>> START DATASET CONTENT

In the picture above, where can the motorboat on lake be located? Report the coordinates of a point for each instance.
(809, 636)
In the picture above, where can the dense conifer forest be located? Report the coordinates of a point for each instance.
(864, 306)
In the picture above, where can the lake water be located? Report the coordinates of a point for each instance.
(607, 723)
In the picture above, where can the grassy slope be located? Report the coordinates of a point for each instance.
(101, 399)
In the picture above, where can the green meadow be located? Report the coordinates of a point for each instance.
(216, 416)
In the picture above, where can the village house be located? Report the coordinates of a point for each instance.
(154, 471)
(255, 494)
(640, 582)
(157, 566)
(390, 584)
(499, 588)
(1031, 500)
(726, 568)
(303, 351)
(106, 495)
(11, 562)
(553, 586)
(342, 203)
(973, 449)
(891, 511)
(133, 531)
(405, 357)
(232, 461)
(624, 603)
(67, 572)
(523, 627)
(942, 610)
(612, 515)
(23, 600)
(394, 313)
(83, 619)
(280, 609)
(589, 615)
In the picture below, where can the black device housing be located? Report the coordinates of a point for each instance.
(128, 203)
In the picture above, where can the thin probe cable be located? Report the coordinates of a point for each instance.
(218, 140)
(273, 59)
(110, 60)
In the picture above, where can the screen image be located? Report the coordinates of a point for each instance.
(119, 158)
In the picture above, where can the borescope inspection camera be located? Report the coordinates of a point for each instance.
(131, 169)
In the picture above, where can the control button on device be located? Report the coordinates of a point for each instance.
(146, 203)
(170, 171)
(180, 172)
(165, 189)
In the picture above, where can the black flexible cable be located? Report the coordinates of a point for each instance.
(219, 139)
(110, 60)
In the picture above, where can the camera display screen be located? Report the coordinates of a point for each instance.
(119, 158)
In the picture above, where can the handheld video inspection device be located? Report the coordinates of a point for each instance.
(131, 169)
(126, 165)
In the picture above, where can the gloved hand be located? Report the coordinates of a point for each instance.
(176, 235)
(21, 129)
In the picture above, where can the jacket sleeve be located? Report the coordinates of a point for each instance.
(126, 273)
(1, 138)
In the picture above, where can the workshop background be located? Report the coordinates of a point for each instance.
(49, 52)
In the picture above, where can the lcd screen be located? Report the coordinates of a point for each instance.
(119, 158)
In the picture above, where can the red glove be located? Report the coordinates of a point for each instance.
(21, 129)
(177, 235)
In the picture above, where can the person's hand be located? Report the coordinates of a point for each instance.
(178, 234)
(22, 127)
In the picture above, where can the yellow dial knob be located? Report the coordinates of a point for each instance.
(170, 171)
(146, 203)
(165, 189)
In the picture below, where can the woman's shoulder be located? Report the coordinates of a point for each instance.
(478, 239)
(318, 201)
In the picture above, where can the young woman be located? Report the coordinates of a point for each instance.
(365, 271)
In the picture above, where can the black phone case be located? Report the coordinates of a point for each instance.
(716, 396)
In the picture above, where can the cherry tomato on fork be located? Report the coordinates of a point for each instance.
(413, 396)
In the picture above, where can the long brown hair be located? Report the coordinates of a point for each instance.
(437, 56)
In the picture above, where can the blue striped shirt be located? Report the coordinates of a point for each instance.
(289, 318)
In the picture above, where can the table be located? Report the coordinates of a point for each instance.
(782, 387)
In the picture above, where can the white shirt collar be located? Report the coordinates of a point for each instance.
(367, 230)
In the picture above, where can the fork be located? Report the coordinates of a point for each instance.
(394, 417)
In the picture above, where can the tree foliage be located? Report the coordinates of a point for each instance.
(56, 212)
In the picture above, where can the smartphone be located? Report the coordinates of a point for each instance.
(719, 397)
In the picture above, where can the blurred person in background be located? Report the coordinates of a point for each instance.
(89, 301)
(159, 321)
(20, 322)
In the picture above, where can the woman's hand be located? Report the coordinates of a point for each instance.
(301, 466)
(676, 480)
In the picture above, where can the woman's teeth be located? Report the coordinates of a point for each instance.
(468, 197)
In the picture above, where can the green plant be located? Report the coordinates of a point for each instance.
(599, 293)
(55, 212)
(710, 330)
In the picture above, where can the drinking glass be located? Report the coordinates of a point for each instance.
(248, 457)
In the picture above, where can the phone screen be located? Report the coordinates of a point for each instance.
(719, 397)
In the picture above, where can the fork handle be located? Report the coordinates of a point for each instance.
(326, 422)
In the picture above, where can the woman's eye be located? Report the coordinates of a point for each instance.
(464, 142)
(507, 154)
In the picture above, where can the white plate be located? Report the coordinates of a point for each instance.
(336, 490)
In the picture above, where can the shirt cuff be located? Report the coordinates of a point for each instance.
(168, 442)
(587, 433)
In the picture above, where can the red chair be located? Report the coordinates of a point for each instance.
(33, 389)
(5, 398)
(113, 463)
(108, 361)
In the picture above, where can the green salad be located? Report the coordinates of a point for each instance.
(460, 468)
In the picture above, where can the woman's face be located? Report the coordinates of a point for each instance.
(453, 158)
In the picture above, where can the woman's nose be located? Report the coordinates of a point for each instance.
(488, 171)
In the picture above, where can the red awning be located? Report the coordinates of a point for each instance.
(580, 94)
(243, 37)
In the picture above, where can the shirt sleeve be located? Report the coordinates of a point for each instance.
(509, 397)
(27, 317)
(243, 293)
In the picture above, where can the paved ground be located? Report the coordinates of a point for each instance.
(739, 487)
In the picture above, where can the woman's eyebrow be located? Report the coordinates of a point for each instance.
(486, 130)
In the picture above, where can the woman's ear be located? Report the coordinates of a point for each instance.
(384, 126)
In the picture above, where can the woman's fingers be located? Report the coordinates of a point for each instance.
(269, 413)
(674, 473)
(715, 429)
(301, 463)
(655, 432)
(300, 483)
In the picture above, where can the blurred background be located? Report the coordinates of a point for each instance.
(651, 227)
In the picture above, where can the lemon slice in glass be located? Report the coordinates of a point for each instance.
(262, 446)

>> END DATASET CONTENT

Print the records above in full, exactly.

■ EXERCISE ANSWER
In the picture above, where can the motorboat on lake be located? Report the coordinates of a point for each instance.
(809, 636)
In the picture above, where can the dense conifer forest be located? Report the coordinates of a point for each instance.
(864, 306)
In the picture above, where can the lake water be located? Report the coordinates of a point for each instance.
(607, 723)
In the picture above, where can the grassy slope be located? Report the coordinates of a point for each instance.
(101, 399)
In the picture above, where can the green meadow be located? Report the coordinates of a point for each instance.
(216, 416)
In the picture above, where can the village house be located? Report the coordinates of a point for each instance.
(154, 471)
(255, 494)
(640, 582)
(157, 566)
(390, 584)
(499, 588)
(1031, 500)
(726, 568)
(303, 351)
(106, 495)
(11, 562)
(553, 586)
(342, 203)
(973, 449)
(891, 511)
(133, 531)
(405, 357)
(232, 461)
(624, 603)
(67, 572)
(523, 627)
(942, 610)
(612, 515)
(23, 600)
(394, 313)
(83, 619)
(280, 609)
(589, 615)
In the picture below, where can the black device housing be located? Report the coordinates of a point for each instance.
(128, 203)
In the picture above, where can the thin probe cable be located? Report the coordinates of a point for each instance.
(218, 140)
(273, 59)
(110, 60)
In the picture above, where can the screen image be located? Report the coordinates of a point for each instance.
(119, 158)
In the picture above, where can the borescope inspection camera be located? Report the coordinates of a point for each instance.
(131, 169)
In the picture above, where can the control button on device be located? Report the coordinates of a point for each instance.
(146, 203)
(170, 171)
(180, 172)
(165, 189)
In the picture above, where can the black flexible cable be located? Report the coordinates of a point for each instance.
(219, 139)
(110, 60)
In the picture above, where can the camera display screen be located? Report the coordinates of a point for each instance.
(119, 158)
In the picture above, where can the handheld video inspection device be located? Report the coordinates of a point for each instance.
(131, 169)
(126, 165)
In the picture above, where can the gloved hand be located? Report the coordinates of a point for each instance.
(176, 235)
(21, 129)
In the picture above, where can the jacket sleeve be located? Report the coordinates of a point for each instance.
(126, 273)
(1, 138)
In the picture above, where can the workshop background be located? Report the coordinates of a point for each instance.
(49, 52)
In the picture above, where can the lcd screen be located? Report the coordinates of a point for each instance.
(119, 158)
In the picture above, where can the red glove be located? Report the coordinates of a point for each instance.
(21, 129)
(177, 235)
In the picture above, where can the person's hand be located? Report the coordinates of a point for each instance.
(178, 234)
(22, 127)
In the picture above, where can the yellow dial knob be located? Report the coordinates of a point for each instance.
(170, 171)
(146, 203)
(165, 189)
In the picture below, where can the woman's shoulder be located? Report the coordinates of a point for each instance.
(478, 239)
(318, 201)
In the picture above, where can the young woman be located? Report the coordinates of a point for each instance.
(365, 271)
In the picture above, where can the black phone case be located? Report the coordinates of a point for each instance.
(716, 396)
In the picture above, where can the cherry tomato on fork be located? Report the coordinates of a point for each instance.
(413, 396)
In the picture above, where can the long brown hair be located? Report the coordinates of a point for each instance.
(437, 56)
In the picture above, where can the blue striped shirt be located? Report the coordinates of a point for each instance.
(289, 318)
In the picture above, where can the table be located? Report the coordinates of a point for each instance.
(782, 387)
In the picture above, where can the white shirt collar be located? Report the coordinates of a point for each instance.
(367, 230)
In the picture above, where can the fork be located? Report the coordinates of a point for each instance.
(394, 417)
In the picture above, where can the tree foliage be located? Report the coordinates of a point for each instance.
(56, 212)
In the picture above, where can the smartphone be located? Report the coordinates of a point for each instance.
(719, 397)
In the picture above, where can the blurred person in background be located? Report the coordinates of a point for each instance.
(89, 301)
(159, 321)
(20, 322)
In the picture above, where can the woman's hand be located? Report the coordinates of a point for each instance.
(301, 466)
(676, 480)
In the picture above, where can the woman's teeth be located? Report the coordinates of a point for each instance.
(468, 197)
In the picture above, where can the green plant be located? Report the coordinates of a point for each instance.
(599, 293)
(55, 212)
(710, 330)
In the picture above, where can the drinking glass be located? Report the coordinates of a point for each instance.
(248, 457)
In the picture above, where can the phone screen be located? Report the coordinates of a point for each instance.
(719, 397)
In the picture above, where can the fork handle be located? Report the coordinates of a point for each instance.
(326, 422)
In the picture above, where can the woman's eye be located? Report the coordinates of a point for each instance.
(464, 142)
(507, 154)
In the picture above, where can the white plate be located? Report the coordinates of a point for each instance.
(336, 490)
In the picture above, where can the shirt cuff be located? Report the coordinates of a point for each instance.
(168, 442)
(587, 433)
In the picture above, where can the red chair be located? Report the coordinates of a point for each instance.
(33, 389)
(5, 398)
(113, 463)
(108, 361)
In the picture above, where can the green salad be located? Report the coordinates of a point for each instance.
(460, 468)
In the picture above, where can the woman's face be located? Report the coordinates of a point for each instance.
(453, 158)
In the picture above, where can the woman's nose be located? Report the coordinates of a point for each instance.
(488, 171)
In the picture above, where can the red awning be located? Report the coordinates of a point for each instance.
(580, 94)
(243, 37)
In the picture above, where can the shirt sleeve be located? Report the coordinates of a point for each instance.
(509, 397)
(27, 317)
(243, 293)
In the picture above, where can the paved ground be located? Report the coordinates of a point for each instance.
(739, 487)
In the picture above, where can the woman's eyebrow be located? Report the coordinates of a point for each instance.
(486, 130)
In the picture above, where can the woman's ear be located? Report the coordinates of a point for each instance.
(384, 126)
In the picture above, where can the woman's fingers be located? Report the coordinates of a point for each instance.
(269, 413)
(674, 473)
(715, 429)
(301, 463)
(655, 432)
(300, 483)
In the picture above, where can the blurred background be located? Report the coordinates of a point for each instance.
(651, 227)
In the picture above, where can the lemon slice in glass be located? Report the coordinates of a point for each instance.
(262, 446)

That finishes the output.